## PROBLEM REQUIREMENTS
Return each line of the items below that contains the word "white", copied unchanged.

## DATA IN THIS EXERCISE
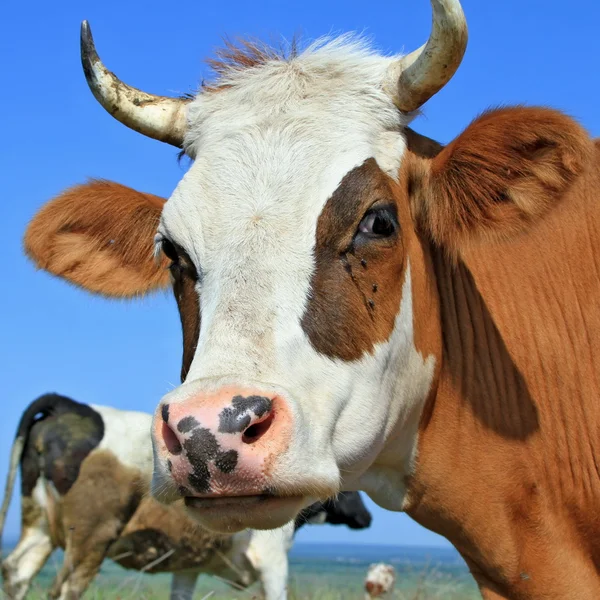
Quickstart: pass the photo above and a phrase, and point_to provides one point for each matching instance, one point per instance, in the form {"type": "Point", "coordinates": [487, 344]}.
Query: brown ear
{"type": "Point", "coordinates": [503, 172]}
{"type": "Point", "coordinates": [100, 236]}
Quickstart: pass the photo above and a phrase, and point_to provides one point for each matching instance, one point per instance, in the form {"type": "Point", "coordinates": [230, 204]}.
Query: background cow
{"type": "Point", "coordinates": [380, 580]}
{"type": "Point", "coordinates": [363, 308]}
{"type": "Point", "coordinates": [85, 475]}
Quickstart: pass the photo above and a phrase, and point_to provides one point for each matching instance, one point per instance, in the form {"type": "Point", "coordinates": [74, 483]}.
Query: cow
{"type": "Point", "coordinates": [380, 580]}
{"type": "Point", "coordinates": [363, 308]}
{"type": "Point", "coordinates": [85, 476]}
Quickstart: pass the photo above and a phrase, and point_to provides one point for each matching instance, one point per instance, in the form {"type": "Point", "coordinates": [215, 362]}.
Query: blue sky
{"type": "Point", "coordinates": [127, 354]}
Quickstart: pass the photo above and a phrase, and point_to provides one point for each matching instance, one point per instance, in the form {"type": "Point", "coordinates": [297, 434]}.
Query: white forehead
{"type": "Point", "coordinates": [275, 140]}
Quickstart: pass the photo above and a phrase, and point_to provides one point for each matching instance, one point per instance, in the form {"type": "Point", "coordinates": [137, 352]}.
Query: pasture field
{"type": "Point", "coordinates": [318, 572]}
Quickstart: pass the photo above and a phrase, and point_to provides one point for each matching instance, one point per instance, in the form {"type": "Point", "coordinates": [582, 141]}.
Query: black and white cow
{"type": "Point", "coordinates": [85, 476]}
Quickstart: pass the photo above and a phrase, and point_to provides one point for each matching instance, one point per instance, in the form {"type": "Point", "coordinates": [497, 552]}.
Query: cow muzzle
{"type": "Point", "coordinates": [218, 449]}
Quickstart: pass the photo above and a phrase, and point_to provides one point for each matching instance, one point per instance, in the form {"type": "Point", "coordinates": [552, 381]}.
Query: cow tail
{"type": "Point", "coordinates": [39, 409]}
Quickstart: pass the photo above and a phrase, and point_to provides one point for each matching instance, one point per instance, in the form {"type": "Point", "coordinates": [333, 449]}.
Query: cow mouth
{"type": "Point", "coordinates": [227, 514]}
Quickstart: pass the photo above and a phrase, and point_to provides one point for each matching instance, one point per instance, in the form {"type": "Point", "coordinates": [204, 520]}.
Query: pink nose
{"type": "Point", "coordinates": [222, 444]}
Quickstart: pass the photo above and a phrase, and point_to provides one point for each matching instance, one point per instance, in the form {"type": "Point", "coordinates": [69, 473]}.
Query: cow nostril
{"type": "Point", "coordinates": [171, 442]}
{"type": "Point", "coordinates": [257, 430]}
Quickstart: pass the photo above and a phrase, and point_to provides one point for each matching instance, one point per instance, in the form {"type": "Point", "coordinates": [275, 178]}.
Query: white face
{"type": "Point", "coordinates": [270, 151]}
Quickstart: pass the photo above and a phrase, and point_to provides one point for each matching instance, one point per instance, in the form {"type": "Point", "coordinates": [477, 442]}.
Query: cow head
{"type": "Point", "coordinates": [297, 245]}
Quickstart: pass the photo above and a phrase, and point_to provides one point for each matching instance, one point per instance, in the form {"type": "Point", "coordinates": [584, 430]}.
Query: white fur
{"type": "Point", "coordinates": [254, 555]}
{"type": "Point", "coordinates": [269, 152]}
{"type": "Point", "coordinates": [127, 436]}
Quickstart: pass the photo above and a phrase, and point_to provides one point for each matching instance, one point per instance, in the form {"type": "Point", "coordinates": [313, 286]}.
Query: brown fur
{"type": "Point", "coordinates": [188, 303]}
{"type": "Point", "coordinates": [108, 513]}
{"type": "Point", "coordinates": [354, 296]}
{"type": "Point", "coordinates": [505, 171]}
{"type": "Point", "coordinates": [503, 241]}
{"type": "Point", "coordinates": [100, 236]}
{"type": "Point", "coordinates": [155, 529]}
{"type": "Point", "coordinates": [508, 448]}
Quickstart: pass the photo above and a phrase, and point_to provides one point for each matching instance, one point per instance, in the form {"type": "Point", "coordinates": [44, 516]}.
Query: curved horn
{"type": "Point", "coordinates": [158, 117]}
{"type": "Point", "coordinates": [413, 79]}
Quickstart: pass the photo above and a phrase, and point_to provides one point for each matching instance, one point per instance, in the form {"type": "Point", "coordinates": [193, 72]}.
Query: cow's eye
{"type": "Point", "coordinates": [380, 222]}
{"type": "Point", "coordinates": [170, 251]}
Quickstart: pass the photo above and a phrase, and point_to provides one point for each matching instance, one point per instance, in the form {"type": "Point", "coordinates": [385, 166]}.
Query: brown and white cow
{"type": "Point", "coordinates": [363, 308]}
{"type": "Point", "coordinates": [85, 477]}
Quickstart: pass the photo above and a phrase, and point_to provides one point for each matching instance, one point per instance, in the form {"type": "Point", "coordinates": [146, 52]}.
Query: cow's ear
{"type": "Point", "coordinates": [100, 236]}
{"type": "Point", "coordinates": [505, 171]}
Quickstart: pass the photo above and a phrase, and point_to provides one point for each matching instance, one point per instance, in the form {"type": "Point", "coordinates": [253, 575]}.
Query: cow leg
{"type": "Point", "coordinates": [183, 584]}
{"type": "Point", "coordinates": [25, 561]}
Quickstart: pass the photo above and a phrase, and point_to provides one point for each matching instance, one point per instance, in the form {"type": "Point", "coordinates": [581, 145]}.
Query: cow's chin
{"type": "Point", "coordinates": [235, 513]}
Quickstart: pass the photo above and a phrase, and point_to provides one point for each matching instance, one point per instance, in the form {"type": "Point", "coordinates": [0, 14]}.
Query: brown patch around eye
{"type": "Point", "coordinates": [356, 288]}
{"type": "Point", "coordinates": [188, 303]}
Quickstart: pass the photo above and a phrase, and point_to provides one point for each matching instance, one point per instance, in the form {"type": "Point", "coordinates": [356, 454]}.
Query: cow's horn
{"type": "Point", "coordinates": [415, 78]}
{"type": "Point", "coordinates": [158, 117]}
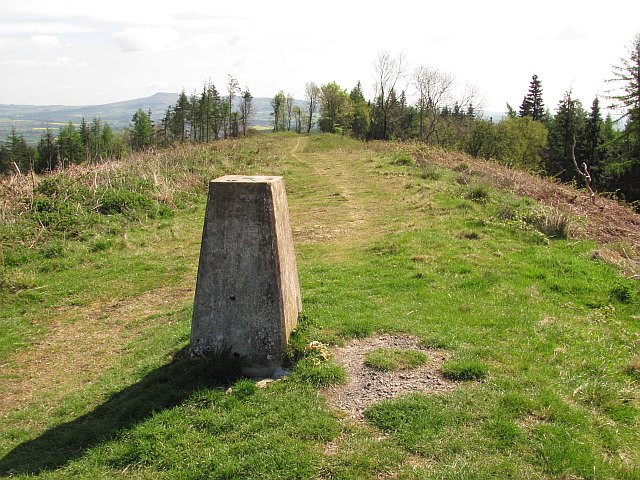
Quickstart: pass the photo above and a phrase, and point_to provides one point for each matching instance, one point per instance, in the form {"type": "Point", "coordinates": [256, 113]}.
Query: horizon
{"type": "Point", "coordinates": [84, 52]}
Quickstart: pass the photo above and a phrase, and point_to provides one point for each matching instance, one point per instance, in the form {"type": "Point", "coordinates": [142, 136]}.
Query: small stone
{"type": "Point", "coordinates": [280, 372]}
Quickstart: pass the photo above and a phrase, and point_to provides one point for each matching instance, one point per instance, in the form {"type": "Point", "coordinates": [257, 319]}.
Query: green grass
{"type": "Point", "coordinates": [393, 359]}
{"type": "Point", "coordinates": [546, 332]}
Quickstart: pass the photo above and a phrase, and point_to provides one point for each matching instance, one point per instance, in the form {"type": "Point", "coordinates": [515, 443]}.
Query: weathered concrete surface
{"type": "Point", "coordinates": [247, 292]}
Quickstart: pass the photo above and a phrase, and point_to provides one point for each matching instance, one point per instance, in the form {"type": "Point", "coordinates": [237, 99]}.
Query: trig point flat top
{"type": "Point", "coordinates": [247, 293]}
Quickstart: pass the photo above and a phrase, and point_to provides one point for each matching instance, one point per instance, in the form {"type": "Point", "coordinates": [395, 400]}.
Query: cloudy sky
{"type": "Point", "coordinates": [81, 52]}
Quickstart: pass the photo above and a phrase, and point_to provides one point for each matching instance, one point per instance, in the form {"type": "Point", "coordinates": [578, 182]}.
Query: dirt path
{"type": "Point", "coordinates": [346, 187]}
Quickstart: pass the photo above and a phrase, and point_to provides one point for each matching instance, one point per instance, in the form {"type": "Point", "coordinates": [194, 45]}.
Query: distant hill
{"type": "Point", "coordinates": [31, 120]}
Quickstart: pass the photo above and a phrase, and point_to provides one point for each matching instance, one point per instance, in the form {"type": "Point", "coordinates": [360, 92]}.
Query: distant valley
{"type": "Point", "coordinates": [31, 120]}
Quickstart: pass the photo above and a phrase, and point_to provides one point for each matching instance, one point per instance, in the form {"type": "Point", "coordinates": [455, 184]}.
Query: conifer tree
{"type": "Point", "coordinates": [141, 130]}
{"type": "Point", "coordinates": [532, 104]}
{"type": "Point", "coordinates": [70, 144]}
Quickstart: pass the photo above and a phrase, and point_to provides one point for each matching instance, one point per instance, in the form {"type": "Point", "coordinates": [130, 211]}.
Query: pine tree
{"type": "Point", "coordinates": [569, 123]}
{"type": "Point", "coordinates": [532, 104]}
{"type": "Point", "coordinates": [246, 110]}
{"type": "Point", "coordinates": [360, 119]}
{"type": "Point", "coordinates": [47, 152]}
{"type": "Point", "coordinates": [628, 101]}
{"type": "Point", "coordinates": [70, 145]}
{"type": "Point", "coordinates": [141, 130]}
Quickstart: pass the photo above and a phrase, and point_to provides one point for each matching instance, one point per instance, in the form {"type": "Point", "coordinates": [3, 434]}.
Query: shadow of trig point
{"type": "Point", "coordinates": [247, 293]}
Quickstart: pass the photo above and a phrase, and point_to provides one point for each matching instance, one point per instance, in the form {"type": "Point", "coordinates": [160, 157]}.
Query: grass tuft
{"type": "Point", "coordinates": [464, 370]}
{"type": "Point", "coordinates": [323, 374]}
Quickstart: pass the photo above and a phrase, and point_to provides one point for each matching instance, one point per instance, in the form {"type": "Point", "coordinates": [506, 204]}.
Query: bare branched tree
{"type": "Point", "coordinates": [312, 96]}
{"type": "Point", "coordinates": [388, 72]}
{"type": "Point", "coordinates": [437, 92]}
{"type": "Point", "coordinates": [584, 171]}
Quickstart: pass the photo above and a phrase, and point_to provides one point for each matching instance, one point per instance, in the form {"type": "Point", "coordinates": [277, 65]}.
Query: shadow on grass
{"type": "Point", "coordinates": [163, 388]}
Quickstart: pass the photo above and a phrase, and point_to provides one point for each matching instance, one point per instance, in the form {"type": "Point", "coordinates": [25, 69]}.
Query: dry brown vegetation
{"type": "Point", "coordinates": [607, 221]}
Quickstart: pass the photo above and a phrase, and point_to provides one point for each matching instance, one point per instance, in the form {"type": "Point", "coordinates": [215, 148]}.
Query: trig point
{"type": "Point", "coordinates": [247, 293]}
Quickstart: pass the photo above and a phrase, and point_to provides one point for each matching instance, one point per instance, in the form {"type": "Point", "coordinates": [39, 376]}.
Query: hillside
{"type": "Point", "coordinates": [31, 120]}
{"type": "Point", "coordinates": [522, 295]}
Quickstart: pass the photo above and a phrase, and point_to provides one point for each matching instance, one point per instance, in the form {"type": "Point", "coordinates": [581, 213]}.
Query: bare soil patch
{"type": "Point", "coordinates": [366, 386]}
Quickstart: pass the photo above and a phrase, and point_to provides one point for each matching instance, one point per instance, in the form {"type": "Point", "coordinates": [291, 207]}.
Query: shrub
{"type": "Point", "coordinates": [478, 193]}
{"type": "Point", "coordinates": [551, 223]}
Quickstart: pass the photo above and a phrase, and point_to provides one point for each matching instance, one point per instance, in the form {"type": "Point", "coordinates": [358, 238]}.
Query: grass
{"type": "Point", "coordinates": [394, 359]}
{"type": "Point", "coordinates": [94, 326]}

## RESULT OF THE EXERCISE
Query: white forehead
Query: black and white cow
Query: white face
Query: white fur
Query: brown and white cow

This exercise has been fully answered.